Page text:
Start

At 15 April 1982 the number of people registered as unemployed in the construction industry was 23,321. While unemployment in this industry continues high, there has been some improvement, with the level now about 1,100 below last summer's peak. This improvement is expected to be sustained in coming months as a direct result of the Government's plans for increased expenditure on house building, supported by our factory building and other programmes.

Unemployment in the building industry in Northern Ireland is nearly 47 per cent., the highest in the United Kingdom. The Under-Secretary's reply on 25 March indicated that housing conditions were probably worse in Greater Belfast that anywhere in the United Kingdom. Is this not a terrible indictment of the Government's policies?

I had hoped that the hon. Gentleman would welcome the slight improvement. Although housing is not my direct responsibility, I can advise that completions in 1980, which presumably were those started under the Labour Government, totalled about 2,507. As a result of policy decisions taken by my right hon. Friend the Secretary of State and my hon. Friend the Under-Secretary, the number of starts for new houses in the coming year will be 4,500. We have nearly doubled the number of starts compared with completions two years ago, and that reflects the amount of money that we are prepared to put behind solving this serious problem.

Does the Minister agree that something radical and urgent needs to be done in Strabane and Cookstown, which are two of the blackest spots for unemployment? Will he agree to visit Strabane in the near future and talk to the people who are so closely concerned with this appalling plight?

Strabane and Cookstown will benefit from the expenditure on capital works, whether on housing, factory building, or other projects, as will the rest of the Province. As regards visiting Strabane, the hon. Gentleman will know that I have met members of the council on at least two occasions. However, I hope to visit Strabane again in the near future.

Is my hon. Friend aware that the Regional Policy Committee of the European Parliament only this week passed a measure that should enable another 7,000 houses to be built in the worst housing area of Belfast? Will he inform the Opposition that this is a great step forward in giving help to those who need it most?

End

[Entries from an annotation dataset]
Start

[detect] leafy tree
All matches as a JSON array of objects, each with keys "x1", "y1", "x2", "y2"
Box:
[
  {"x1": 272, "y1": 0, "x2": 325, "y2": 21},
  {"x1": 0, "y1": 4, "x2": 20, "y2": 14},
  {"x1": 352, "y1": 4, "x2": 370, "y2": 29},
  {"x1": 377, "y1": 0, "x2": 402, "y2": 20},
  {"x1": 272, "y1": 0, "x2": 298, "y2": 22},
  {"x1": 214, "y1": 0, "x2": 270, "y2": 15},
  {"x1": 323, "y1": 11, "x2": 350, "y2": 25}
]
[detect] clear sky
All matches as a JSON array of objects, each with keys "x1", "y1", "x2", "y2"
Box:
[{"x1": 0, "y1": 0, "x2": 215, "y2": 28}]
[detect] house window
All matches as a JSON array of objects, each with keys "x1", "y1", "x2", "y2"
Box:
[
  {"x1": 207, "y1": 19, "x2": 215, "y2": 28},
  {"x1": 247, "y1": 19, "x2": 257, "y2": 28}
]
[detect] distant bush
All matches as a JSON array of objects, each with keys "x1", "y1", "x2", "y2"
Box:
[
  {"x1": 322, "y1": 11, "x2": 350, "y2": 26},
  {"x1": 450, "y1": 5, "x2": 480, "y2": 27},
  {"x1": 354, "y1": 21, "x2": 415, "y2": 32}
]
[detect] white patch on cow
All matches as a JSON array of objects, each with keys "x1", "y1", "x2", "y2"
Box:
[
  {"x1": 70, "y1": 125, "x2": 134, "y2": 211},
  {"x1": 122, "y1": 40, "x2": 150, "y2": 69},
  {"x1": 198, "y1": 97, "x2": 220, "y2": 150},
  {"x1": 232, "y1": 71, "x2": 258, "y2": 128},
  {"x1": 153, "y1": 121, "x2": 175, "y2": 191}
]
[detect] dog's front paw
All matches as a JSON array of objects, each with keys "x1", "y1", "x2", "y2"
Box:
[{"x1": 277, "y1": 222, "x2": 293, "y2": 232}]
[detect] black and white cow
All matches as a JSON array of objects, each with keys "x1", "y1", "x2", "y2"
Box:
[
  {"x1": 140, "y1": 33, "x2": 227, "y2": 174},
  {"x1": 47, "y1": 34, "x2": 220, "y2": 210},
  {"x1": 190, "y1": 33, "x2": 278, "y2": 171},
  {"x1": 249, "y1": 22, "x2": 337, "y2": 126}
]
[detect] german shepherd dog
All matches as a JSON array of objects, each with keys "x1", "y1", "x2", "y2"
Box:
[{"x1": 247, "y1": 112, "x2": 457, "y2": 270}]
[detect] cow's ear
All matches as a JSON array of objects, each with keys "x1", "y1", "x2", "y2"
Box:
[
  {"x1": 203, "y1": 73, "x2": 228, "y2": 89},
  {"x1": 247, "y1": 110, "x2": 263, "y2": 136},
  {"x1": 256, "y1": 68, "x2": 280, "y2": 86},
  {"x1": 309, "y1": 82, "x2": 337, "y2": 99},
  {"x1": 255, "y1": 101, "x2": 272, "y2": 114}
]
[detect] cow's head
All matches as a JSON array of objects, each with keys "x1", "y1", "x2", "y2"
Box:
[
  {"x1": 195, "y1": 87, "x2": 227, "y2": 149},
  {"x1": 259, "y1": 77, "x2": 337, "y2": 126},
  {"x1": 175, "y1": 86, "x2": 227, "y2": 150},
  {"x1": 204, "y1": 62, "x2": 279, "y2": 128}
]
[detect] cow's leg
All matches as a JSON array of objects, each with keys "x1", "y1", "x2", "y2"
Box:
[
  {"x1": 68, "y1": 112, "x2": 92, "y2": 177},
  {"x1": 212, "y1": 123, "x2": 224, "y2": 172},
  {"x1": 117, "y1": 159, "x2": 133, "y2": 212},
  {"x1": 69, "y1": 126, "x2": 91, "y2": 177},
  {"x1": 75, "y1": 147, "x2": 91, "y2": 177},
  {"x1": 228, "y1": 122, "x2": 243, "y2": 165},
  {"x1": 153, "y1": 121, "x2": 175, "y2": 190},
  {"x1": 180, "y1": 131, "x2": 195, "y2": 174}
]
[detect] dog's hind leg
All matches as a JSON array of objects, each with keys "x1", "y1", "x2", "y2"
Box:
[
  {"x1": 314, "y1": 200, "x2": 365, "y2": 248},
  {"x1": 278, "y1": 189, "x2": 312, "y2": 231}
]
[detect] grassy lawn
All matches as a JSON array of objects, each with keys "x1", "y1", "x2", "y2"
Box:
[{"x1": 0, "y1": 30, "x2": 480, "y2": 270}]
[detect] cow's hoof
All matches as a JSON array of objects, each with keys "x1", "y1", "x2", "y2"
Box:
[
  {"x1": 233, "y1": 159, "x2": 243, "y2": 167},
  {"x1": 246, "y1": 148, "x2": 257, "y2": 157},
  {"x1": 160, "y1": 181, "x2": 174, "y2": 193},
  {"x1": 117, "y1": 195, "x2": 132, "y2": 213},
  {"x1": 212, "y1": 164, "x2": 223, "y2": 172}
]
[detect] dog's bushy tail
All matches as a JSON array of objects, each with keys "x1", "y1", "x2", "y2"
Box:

End

Required work:
a: Please write out the passage from the parliamentary exchange on construction unemployment, starting with "Unemployment in the" and going on through "the Government's policies?".
b: Continue the parliamentary exchange on construction unemployment from the point where it stops.

Expected results:
a:
Unemployment in the building industry in Northern Ireland is nearly 47 per cent., the highest in the United Kingdom. The Under-Secretary's reply on 25 March indicated that housing conditions were probably worse in Greater Belfast that anywhere in the United Kingdom. Is this not a terrible indictment of the Government's policies?

b:
My hon. Friend refers to very good news. There is sympathetic understanding in the Commission and the Council of Ministers of the problems of Belfast in particular and Northern Ireland as a whole. The figure given by my hon. Friend is evidence of that understanding put into reality.

If the housing figures for the past two years in Northern Ireland were expressed as a percentage either of housing in Northern Ireland or of the population in Northern Ireland and were compared with the United Kingdom as a whole, would they not show that Ulster is doing relatively well in the improvement of its housing conditions?

The right hon. Gentleman is probably correct in that assumption. If he would like the actual statistics, I suggest that he inquire of my hon. Friend the Under-Secretary.

Will the hon. Gentleman assure us that the money voted in Europe this week will be in addition to any other amounts?

I understand that the money will be additional to any other amounts provided by either the Government or the Commission in one way or another.

In talking about improvements, will the Minister bear in mind the rehabilitation programme that was taking place under the Labour Government and the fact that unemployment has doubled? Does he appreciate that, as my hon. Friend the Member for Liverpool, Scotland Exchange (Mr. Parry) said, this is the one area in which we could expand construction and soak up unemployment without sucking in imports?

The House may like to know that the total sum that it is possible to calculate as being available for construction work in one way or another in 1982–83 is about £580 million. A large element of that is estimated to be for maintenance work, to which the hon. Gentleman referred, and for work generated by departmental grants. So we entirely subscribe to that approach.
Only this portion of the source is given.